__Problem to solve__: Repeat exactly the lines of the entries below from the one with "negative clicks: (921, 1204)" through the one with "box: [1378, 699, 1509, 1083]", both ends included, and nothing else.

__Data listing__:
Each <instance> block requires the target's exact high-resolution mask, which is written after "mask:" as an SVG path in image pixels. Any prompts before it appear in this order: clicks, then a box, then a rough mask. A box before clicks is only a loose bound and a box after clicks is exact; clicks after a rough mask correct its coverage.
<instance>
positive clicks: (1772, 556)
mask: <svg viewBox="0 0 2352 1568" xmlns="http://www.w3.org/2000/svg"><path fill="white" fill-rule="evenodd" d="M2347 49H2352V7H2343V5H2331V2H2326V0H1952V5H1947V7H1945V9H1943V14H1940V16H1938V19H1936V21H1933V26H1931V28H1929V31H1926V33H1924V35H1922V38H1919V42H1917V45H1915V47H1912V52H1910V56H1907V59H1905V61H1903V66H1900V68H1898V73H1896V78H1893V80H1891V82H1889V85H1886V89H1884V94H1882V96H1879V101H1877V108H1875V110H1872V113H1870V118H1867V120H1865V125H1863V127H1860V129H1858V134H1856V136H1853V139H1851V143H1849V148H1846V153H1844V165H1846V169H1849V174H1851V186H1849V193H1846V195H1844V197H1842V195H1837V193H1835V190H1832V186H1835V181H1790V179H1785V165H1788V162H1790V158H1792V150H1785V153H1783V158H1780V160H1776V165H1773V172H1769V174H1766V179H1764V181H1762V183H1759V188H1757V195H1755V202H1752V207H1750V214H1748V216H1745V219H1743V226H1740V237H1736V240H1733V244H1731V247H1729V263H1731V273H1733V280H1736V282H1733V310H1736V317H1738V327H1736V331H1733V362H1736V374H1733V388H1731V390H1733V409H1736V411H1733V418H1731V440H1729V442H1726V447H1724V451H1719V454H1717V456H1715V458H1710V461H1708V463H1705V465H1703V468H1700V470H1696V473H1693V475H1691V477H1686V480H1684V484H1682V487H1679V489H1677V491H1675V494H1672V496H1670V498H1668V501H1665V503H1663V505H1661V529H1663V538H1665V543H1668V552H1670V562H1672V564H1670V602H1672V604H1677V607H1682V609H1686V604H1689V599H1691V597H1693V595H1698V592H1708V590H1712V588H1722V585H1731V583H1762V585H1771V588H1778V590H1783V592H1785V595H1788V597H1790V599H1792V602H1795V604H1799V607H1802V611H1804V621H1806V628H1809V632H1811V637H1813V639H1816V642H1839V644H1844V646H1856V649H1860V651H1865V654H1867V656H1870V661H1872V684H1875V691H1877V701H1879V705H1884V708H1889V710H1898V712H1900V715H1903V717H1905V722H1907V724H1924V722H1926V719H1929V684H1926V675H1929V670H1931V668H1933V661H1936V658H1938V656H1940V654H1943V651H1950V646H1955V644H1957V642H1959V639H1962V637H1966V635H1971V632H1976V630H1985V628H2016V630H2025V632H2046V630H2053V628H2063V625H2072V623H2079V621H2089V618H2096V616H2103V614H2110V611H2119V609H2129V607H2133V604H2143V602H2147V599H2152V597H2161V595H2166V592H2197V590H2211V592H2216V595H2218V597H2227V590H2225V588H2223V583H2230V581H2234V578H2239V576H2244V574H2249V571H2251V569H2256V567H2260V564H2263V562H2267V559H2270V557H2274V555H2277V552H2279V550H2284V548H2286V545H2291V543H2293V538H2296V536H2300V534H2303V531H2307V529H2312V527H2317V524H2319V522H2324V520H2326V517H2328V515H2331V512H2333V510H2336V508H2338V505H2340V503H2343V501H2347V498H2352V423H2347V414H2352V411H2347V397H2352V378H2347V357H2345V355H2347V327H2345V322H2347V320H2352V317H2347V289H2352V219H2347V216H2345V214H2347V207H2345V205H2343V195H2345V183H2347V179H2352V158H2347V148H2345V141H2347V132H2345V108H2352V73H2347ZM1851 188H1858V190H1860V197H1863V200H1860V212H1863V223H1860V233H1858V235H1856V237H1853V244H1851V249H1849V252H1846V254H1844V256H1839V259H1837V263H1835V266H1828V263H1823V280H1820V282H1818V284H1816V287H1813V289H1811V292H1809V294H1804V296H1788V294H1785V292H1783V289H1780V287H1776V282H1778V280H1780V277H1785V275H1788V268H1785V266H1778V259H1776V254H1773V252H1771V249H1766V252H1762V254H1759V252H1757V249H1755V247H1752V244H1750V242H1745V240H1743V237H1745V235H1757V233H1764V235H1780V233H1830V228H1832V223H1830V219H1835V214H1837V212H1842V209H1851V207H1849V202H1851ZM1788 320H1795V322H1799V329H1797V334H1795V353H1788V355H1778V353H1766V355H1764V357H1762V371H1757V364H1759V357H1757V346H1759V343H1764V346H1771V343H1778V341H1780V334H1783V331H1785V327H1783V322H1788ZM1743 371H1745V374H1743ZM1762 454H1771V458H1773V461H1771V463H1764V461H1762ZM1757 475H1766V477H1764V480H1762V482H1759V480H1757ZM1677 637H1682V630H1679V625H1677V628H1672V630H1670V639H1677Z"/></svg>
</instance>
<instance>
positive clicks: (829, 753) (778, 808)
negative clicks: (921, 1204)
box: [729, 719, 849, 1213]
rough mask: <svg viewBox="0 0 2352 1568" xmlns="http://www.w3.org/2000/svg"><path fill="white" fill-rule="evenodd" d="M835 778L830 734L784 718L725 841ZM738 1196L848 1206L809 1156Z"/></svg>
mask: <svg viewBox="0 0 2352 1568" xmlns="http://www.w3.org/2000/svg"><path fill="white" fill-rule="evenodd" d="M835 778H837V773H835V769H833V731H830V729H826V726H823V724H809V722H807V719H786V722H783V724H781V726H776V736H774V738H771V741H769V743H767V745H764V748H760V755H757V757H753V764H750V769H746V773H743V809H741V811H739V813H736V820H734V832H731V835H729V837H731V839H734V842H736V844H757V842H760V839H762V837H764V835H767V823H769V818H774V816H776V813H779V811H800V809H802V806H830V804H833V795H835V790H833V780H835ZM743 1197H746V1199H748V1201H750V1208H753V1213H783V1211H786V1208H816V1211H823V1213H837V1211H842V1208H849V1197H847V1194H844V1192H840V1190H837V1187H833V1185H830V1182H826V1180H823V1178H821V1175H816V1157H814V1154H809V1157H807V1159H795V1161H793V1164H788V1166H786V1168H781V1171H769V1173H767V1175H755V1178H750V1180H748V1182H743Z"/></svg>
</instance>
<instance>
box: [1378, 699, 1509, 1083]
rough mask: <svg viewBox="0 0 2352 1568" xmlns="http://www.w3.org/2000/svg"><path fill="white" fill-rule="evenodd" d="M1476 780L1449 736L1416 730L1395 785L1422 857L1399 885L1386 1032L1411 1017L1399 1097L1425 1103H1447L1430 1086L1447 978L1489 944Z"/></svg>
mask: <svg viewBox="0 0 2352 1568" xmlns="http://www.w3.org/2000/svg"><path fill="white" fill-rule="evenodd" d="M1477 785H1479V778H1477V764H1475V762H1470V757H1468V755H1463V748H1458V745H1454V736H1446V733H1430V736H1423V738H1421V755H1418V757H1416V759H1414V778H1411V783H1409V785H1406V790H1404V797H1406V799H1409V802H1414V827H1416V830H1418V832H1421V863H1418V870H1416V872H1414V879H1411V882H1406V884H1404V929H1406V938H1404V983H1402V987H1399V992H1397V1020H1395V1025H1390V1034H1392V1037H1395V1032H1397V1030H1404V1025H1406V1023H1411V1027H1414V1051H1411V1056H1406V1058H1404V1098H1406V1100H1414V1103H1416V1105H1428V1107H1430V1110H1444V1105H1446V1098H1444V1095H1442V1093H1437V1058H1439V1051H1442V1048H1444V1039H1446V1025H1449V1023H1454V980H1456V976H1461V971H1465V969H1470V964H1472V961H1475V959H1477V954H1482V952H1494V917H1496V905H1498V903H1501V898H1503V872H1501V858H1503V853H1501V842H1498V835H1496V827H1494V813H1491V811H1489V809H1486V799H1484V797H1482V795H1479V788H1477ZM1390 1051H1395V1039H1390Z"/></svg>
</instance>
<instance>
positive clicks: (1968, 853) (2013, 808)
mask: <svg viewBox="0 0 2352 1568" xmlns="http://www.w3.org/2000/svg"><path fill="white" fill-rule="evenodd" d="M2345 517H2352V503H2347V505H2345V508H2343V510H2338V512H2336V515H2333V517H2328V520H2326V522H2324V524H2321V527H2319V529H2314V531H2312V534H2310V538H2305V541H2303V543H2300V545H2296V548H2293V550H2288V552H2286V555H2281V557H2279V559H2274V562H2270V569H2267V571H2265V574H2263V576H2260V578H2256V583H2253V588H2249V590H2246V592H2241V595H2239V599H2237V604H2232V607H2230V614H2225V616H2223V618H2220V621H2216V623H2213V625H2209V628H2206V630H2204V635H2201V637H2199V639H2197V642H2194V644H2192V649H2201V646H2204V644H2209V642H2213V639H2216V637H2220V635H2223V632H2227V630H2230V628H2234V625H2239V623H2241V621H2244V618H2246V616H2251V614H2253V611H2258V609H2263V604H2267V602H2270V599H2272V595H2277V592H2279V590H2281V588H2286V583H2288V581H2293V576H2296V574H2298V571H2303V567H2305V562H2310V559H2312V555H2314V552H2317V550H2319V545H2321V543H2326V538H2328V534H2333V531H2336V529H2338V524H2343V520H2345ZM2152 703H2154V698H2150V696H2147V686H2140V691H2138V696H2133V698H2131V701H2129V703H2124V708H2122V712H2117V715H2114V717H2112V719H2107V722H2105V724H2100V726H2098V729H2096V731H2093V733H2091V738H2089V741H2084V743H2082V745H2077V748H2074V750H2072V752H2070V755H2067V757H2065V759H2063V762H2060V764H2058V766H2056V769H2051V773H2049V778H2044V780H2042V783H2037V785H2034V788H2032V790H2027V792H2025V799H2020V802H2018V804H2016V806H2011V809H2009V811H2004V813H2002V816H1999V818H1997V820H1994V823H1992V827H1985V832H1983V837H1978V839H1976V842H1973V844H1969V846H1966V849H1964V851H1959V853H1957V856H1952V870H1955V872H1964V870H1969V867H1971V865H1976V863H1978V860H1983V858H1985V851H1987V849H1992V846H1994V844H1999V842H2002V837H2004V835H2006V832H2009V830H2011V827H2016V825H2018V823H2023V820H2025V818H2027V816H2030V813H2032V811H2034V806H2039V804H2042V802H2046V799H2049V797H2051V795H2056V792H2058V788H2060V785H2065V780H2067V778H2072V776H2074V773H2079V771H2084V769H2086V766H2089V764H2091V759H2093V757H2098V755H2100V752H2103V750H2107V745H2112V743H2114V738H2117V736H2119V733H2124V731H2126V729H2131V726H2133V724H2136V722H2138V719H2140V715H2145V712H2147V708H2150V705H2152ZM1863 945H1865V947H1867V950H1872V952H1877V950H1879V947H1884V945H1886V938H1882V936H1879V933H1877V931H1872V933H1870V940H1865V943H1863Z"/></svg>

__Final answer__:
negative clicks: (921, 1204)
box: [729, 719, 849, 1213]
rough mask: <svg viewBox="0 0 2352 1568" xmlns="http://www.w3.org/2000/svg"><path fill="white" fill-rule="evenodd" d="M835 778L830 734L784 718L725 841ZM738 1196L848 1206L809 1156Z"/></svg>
mask: <svg viewBox="0 0 2352 1568" xmlns="http://www.w3.org/2000/svg"><path fill="white" fill-rule="evenodd" d="M835 778H837V773H835V769H833V731H830V729H826V726H823V724H809V722H807V719H786V722H783V724H781V726H776V736H774V738H771V741H769V743H767V745H764V748H760V755H757V757H753V764H750V769H746V773H743V809H741V811H739V813H736V820H734V832H731V835H729V837H731V839H734V842H736V844H757V842H760V839H762V837H764V835H767V823H769V818H774V816H776V813H779V811H800V809H802V806H830V804H833V795H835V790H833V780H835ZM743 1197H746V1199H748V1201H750V1208H753V1213H783V1211H786V1208H816V1211H823V1213H837V1211H842V1208H849V1197H847V1194H844V1192H840V1190H837V1187H833V1185H830V1182H826V1180H823V1178H821V1175H816V1157H814V1154H809V1157H807V1159H795V1161H793V1164H788V1166H786V1168H781V1171H769V1173H767V1175H755V1178H750V1180H748V1182H743Z"/></svg>
</instance>
<instance>
box: [1378, 699, 1509, 1083]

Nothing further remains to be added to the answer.